### Exercise A
Who refereed the bout described in the fight report?

### Extracted text
::::::::::

Pat Curran dethroned Warren by brutal third-round knockout and captured the 145-pound title in the Bellator 60 main event on Friday at The Venue at Horseshoe Casino in Hammond, Ind. Their encounter ended on a horrific volley of knees and punches, with the former champion unconscious in a seated position at the base of the cage. At one point, Warren seemed to turn away from the onslaught in an outward sign of submission, but referee Jeff Malott allowed it to continue until he had been knocked cold 1:25 into round three.
“I wanted to wait, take my time and wait for openings,” Curran said, as cageside personnel tended to his fallen opponent behind him. “It’s a dream come true, and it’s only the beginning.”
Curran nearly finished it in the first round, as he had Warren badly hurt with a head kick and follow-up blows. The former Greco-Roman wrestling world champion weathered the storm and carried the bout in to the second round. There, Warren seemed to find himself, as he scored with takedowns and opened a small cut under Curran’s right eye. Alas, round three brought with it unsettling violence.

::::::::::

### Data rows
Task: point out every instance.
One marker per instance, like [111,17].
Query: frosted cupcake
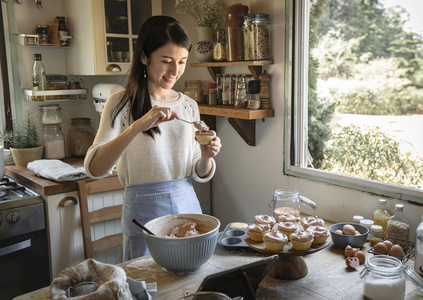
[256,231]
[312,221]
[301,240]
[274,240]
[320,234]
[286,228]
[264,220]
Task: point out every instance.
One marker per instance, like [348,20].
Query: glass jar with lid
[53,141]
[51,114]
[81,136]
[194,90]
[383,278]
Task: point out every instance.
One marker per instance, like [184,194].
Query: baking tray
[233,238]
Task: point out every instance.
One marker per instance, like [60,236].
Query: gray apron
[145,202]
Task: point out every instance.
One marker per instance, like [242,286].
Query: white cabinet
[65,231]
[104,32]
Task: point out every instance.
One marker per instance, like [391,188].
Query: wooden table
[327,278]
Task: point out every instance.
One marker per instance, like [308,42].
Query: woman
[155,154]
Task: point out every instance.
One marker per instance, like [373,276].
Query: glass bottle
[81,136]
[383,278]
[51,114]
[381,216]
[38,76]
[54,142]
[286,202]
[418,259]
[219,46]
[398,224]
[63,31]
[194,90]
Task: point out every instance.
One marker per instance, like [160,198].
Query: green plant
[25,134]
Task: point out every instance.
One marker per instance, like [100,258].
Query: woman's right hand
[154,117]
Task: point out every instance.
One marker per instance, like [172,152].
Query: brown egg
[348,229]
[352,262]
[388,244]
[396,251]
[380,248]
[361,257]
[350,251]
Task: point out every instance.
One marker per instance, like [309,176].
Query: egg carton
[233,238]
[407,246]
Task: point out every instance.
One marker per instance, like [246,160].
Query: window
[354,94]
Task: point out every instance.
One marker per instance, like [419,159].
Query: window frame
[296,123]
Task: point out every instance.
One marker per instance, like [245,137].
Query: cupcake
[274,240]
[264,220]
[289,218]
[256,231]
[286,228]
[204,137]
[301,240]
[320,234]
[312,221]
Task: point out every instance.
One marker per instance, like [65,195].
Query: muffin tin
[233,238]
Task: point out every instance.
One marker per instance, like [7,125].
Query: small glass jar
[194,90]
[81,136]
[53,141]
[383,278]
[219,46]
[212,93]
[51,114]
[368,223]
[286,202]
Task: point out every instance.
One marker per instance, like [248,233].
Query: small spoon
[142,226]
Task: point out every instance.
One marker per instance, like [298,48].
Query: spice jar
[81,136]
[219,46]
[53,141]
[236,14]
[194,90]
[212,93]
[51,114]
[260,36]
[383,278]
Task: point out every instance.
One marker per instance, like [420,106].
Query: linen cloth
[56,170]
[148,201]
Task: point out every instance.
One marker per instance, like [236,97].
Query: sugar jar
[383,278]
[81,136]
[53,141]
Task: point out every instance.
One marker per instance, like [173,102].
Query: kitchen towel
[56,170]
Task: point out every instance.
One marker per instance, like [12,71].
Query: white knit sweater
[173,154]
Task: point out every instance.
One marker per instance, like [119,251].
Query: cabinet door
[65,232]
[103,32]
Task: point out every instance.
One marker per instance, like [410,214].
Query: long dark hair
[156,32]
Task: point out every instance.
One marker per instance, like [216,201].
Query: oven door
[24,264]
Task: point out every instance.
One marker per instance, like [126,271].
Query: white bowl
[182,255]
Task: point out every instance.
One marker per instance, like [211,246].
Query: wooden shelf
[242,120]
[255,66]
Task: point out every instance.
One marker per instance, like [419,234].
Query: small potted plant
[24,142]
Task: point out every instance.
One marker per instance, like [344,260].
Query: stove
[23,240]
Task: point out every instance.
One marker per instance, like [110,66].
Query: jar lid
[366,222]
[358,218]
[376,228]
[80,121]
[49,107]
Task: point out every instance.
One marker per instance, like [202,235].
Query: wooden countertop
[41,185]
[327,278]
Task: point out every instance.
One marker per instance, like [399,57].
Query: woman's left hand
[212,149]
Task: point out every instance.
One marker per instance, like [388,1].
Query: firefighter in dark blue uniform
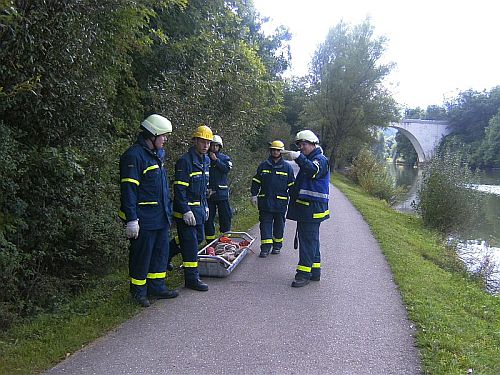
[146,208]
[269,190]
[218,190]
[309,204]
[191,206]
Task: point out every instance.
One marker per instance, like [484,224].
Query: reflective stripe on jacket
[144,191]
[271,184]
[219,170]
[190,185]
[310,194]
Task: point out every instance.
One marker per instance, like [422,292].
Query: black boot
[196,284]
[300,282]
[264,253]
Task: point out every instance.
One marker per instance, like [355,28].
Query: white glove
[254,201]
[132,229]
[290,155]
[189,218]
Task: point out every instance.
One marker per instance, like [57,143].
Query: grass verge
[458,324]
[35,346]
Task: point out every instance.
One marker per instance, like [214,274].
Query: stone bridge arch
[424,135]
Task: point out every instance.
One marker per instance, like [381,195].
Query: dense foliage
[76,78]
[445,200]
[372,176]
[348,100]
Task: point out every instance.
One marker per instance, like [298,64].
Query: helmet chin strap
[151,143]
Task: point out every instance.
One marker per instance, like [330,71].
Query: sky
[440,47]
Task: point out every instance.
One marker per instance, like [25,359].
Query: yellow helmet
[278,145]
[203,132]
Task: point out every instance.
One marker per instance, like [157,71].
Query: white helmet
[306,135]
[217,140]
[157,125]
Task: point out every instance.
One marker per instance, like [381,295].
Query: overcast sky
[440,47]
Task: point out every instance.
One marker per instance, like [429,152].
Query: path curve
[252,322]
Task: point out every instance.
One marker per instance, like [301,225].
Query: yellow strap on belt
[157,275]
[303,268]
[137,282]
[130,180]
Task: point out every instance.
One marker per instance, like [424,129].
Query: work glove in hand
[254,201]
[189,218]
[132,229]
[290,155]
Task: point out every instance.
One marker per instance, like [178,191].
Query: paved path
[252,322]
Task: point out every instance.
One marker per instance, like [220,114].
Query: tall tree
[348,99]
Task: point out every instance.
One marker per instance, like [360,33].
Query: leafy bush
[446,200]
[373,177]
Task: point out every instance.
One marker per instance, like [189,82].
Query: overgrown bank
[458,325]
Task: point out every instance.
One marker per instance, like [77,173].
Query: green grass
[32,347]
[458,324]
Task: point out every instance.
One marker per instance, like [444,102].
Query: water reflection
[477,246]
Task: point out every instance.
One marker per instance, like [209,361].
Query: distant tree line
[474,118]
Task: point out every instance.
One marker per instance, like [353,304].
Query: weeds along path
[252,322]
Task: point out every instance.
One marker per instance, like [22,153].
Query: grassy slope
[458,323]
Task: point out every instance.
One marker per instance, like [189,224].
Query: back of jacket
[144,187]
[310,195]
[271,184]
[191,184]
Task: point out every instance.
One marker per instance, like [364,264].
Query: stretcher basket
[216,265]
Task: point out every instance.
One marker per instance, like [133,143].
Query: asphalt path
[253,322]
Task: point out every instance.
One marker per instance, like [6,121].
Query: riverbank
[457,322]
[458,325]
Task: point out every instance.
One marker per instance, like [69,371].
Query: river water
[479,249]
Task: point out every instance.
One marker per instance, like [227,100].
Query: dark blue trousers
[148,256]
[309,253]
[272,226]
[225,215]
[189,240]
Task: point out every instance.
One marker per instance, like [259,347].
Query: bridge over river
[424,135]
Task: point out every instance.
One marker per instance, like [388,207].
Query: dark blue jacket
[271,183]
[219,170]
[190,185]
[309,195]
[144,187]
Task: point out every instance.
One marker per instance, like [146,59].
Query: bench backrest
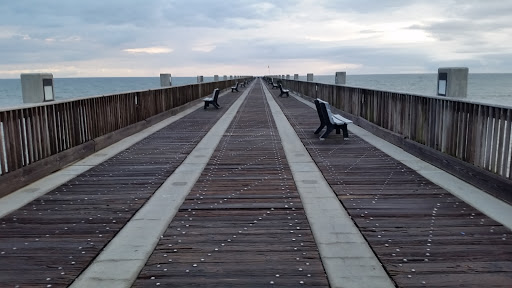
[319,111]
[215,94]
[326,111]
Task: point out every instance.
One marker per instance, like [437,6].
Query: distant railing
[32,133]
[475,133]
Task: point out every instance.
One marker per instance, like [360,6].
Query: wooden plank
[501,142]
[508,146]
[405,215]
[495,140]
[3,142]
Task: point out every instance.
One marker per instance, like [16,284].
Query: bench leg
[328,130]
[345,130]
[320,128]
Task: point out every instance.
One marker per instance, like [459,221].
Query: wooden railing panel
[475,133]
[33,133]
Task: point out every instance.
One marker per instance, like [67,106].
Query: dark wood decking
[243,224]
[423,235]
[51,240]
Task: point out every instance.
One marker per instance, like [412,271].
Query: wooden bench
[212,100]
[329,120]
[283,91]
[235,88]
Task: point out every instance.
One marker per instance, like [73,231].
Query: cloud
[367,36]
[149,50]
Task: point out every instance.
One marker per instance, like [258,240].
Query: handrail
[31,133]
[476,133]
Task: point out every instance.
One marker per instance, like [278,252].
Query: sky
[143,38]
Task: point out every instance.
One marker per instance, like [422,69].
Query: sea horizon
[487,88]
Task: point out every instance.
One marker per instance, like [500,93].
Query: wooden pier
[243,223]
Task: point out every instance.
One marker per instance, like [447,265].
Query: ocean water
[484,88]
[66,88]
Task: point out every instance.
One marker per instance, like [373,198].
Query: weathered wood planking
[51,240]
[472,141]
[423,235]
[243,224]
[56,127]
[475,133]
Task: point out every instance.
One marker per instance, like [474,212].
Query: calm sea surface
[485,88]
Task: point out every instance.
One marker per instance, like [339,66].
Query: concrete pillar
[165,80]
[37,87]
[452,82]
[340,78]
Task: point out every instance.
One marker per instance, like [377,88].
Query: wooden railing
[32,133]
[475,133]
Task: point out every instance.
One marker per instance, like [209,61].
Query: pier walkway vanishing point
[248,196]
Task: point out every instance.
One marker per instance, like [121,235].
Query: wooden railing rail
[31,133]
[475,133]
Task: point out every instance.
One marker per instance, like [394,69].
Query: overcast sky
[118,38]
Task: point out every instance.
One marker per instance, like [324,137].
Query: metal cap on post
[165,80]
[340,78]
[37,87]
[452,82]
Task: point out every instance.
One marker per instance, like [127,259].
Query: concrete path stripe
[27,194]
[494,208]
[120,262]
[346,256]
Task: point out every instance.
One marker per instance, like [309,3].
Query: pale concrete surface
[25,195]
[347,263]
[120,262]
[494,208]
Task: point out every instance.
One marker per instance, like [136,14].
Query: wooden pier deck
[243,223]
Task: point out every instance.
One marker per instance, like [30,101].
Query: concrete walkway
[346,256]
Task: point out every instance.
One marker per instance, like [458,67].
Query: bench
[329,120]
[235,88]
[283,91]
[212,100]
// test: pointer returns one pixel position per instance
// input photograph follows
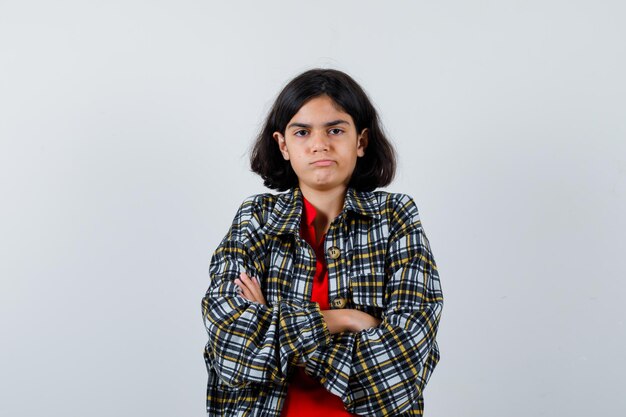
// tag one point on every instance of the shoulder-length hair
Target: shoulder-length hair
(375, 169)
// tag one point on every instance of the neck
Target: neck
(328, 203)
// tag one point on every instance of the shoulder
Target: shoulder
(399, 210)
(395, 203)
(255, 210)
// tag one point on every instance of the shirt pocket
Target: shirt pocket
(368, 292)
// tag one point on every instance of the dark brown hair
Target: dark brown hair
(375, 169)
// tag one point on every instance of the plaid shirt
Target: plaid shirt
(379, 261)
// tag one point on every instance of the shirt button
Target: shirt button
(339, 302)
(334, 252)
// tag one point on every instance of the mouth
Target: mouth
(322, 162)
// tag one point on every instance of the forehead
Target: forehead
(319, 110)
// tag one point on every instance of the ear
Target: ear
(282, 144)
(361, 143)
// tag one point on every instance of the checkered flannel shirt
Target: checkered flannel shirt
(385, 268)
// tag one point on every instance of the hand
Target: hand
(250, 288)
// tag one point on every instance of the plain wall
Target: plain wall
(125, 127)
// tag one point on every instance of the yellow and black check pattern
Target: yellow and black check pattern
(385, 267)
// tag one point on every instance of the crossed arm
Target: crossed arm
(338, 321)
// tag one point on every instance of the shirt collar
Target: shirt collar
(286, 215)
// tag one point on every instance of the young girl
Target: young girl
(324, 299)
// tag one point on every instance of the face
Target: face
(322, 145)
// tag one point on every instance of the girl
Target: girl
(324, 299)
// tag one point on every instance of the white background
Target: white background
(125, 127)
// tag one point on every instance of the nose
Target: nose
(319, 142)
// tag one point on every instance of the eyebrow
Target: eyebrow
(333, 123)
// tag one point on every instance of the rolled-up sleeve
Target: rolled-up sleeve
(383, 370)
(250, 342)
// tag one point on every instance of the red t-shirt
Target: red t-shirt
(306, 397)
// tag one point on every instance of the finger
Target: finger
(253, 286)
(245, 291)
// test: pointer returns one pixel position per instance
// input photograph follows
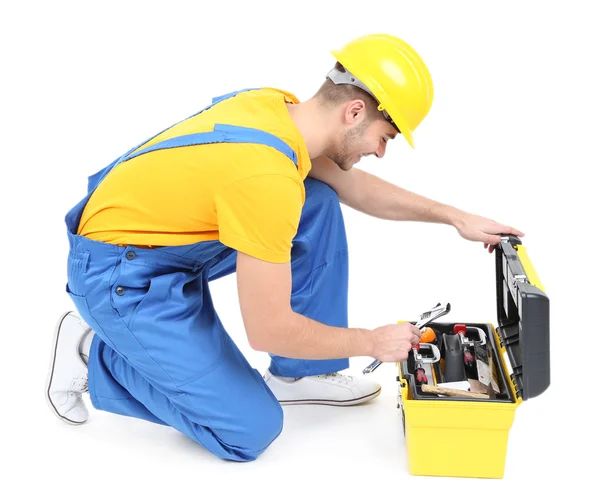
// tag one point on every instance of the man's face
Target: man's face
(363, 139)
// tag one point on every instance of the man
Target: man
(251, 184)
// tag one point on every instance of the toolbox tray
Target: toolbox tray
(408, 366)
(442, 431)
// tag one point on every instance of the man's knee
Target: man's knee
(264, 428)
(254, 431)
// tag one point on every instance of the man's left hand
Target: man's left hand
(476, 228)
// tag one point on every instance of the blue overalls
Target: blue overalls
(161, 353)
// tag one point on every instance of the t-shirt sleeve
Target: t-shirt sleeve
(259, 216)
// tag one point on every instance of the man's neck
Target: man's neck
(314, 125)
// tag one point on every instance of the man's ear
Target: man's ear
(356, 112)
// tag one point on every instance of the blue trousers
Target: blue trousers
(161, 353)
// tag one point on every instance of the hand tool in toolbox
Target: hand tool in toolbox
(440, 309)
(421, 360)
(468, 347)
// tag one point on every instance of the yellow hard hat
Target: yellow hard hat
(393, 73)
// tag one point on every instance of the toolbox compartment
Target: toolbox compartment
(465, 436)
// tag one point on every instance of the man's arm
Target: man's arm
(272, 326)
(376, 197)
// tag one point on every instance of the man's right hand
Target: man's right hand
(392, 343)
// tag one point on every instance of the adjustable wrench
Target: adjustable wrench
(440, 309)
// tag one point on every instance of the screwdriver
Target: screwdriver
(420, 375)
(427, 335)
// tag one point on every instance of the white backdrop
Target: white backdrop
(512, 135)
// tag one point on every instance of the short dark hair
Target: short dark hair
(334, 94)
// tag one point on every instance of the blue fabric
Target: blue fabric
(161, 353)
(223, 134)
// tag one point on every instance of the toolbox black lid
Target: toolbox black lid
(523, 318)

::::::::::

### Exercise B
Duplicate the listing, starting at the line containing "the rolled-up sleeve" and continuing through the end of the listing. Leave out the pictures.

### Expected answer A
Jeff Malott refereed the bout.

### Expected answer B
// tag one point on every instance of the rolled-up sleeve
Target: rolled-up sleeve
(383, 370)
(250, 342)
// tag one point on every instance of the red t-shirt
Target: red t-shirt
(306, 397)
// tag one point on every instance of the finger
Target: finger
(253, 286)
(245, 291)
// test: pointer returns one pixel position per instance
// input photograph follows
// tag one point on every instance of the man's face
Target: man's face
(363, 139)
// tag one point on every instance of the man
Target: man
(251, 184)
// tag one point on every instance of the toolbox tray
Target: toolbox tray
(408, 366)
(442, 431)
// tag one point on every instance of the man's knee
Target: man's knee
(264, 428)
(254, 431)
// tag one point on every instance of the man's left hand
Target: man's left hand
(476, 228)
// tag one point on every instance of the blue overalls
Target: blue overalls
(161, 353)
// tag one point on every instance of the t-shirt sleeve
Target: t-shirt sleeve
(259, 216)
// tag one point on every instance of the man's neck
Target: man's neck
(314, 125)
// tag one point on every instance of the man's ear
Target: man's ear
(356, 112)
// tag one point on every instance of the blue trousers
Target: blue trousers
(161, 353)
// tag one point on every instance of the hand tool in toolbox
Target: hand tool in toolbox
(440, 309)
(421, 360)
(468, 347)
// tag one point on every instance of the yellow hard hat
Target: yellow hard hat
(393, 73)
// tag one point on every instance of the toolbox compartment
Target: toolbox compartment
(465, 436)
// tag one point on every instance of the man's arm
Target: man's arm
(272, 326)
(376, 197)
// tag one point on every instance of the man's right hand
Target: man's right hand
(392, 343)
// tag one point on every instance of the adjustable wrench
Target: adjustable wrench
(440, 309)
// tag one point on every instance of the screwdriver
Target: screwdriver
(420, 375)
(427, 335)
// tag one point on every instance of the white backdrop
Target: white backdrop
(512, 135)
// tag one point on every instance of the short dark hair
Target: short dark hair
(334, 94)
// tag one point on every instance of the blue fabric
Target: blue fabric
(161, 353)
(223, 134)
// tag one point on every instance of the toolbox black lid
Target: toolbox black lid
(523, 318)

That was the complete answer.